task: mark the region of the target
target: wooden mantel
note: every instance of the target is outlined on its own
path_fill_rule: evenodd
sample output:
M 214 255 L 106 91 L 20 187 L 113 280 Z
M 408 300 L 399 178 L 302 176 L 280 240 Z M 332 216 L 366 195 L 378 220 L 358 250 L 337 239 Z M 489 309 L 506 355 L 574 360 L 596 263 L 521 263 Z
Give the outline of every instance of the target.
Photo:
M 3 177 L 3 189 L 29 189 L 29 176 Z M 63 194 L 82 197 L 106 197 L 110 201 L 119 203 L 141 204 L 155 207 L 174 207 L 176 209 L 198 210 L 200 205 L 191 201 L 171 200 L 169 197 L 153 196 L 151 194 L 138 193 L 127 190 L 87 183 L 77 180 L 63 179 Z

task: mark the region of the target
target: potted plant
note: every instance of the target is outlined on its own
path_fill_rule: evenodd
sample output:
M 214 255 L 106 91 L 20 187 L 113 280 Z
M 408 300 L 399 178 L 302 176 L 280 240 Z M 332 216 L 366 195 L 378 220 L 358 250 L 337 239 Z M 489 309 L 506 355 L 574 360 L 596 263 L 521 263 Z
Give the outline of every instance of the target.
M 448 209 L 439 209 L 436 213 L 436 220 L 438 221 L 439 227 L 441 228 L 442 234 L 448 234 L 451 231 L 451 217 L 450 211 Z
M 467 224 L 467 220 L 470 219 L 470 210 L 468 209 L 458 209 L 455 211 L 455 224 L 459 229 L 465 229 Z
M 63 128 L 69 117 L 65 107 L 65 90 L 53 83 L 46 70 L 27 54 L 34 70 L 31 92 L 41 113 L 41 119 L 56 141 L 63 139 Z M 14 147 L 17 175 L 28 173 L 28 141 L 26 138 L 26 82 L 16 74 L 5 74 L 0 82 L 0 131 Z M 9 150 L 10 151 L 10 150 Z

--------------------------------------------------

Problem statement :: Rewrite the lines above as a JSON list of strings, one string for each line, leaving out blank lines.

Solved problem ::
[
  "task: mark the region of the target",
  "target: wooden mantel",
  "note: every instance of the target is outlined on its own",
  "path_fill_rule: evenodd",
  "sample output:",
  "M 214 255 L 106 91 L 20 187 L 113 280 Z",
  "M 408 300 L 399 178 L 302 176 L 280 240 Z M 332 216 L 366 195 L 378 220 L 358 250 L 337 239 Z M 489 309 L 506 355 L 574 360 L 596 263 L 521 263 Z",
  "Give the outline of every instance of the target.",
  "Photo:",
  "M 3 177 L 3 189 L 29 189 L 29 176 Z M 63 194 L 82 197 L 106 197 L 110 201 L 119 203 L 141 204 L 155 207 L 174 207 L 176 209 L 198 210 L 200 205 L 191 201 L 171 200 L 169 197 L 153 196 L 151 194 L 138 193 L 127 190 L 87 183 L 77 180 L 63 179 Z",
  "task: mark the region of the target",
  "target: potted plant",
  "note: every instance of the target is outlined on its own",
  "path_fill_rule: evenodd",
  "sample output:",
  "M 214 255 L 106 91 L 20 187 L 113 280 Z",
  "M 408 300 L 399 178 L 302 176 L 280 240 Z M 332 216 L 366 195 L 378 220 L 358 250 L 337 239 Z M 489 309 L 506 355 L 574 360 L 596 263 L 521 263 Z",
  "Give the outline of every instance of the target.",
  "M 448 209 L 439 209 L 436 213 L 436 220 L 438 221 L 439 227 L 441 228 L 442 234 L 448 234 L 451 231 L 451 217 L 450 211 Z",
  "M 467 224 L 467 220 L 470 219 L 470 210 L 468 209 L 458 209 L 455 211 L 455 224 L 459 229 L 465 229 Z",
  "M 63 128 L 69 117 L 65 107 L 65 90 L 53 83 L 46 70 L 27 54 L 34 70 L 31 92 L 41 113 L 41 119 L 56 141 L 63 139 Z M 14 147 L 17 175 L 28 173 L 28 141 L 26 138 L 26 82 L 16 74 L 5 74 L 0 82 L 0 131 Z M 9 150 L 10 151 L 10 150 Z"
]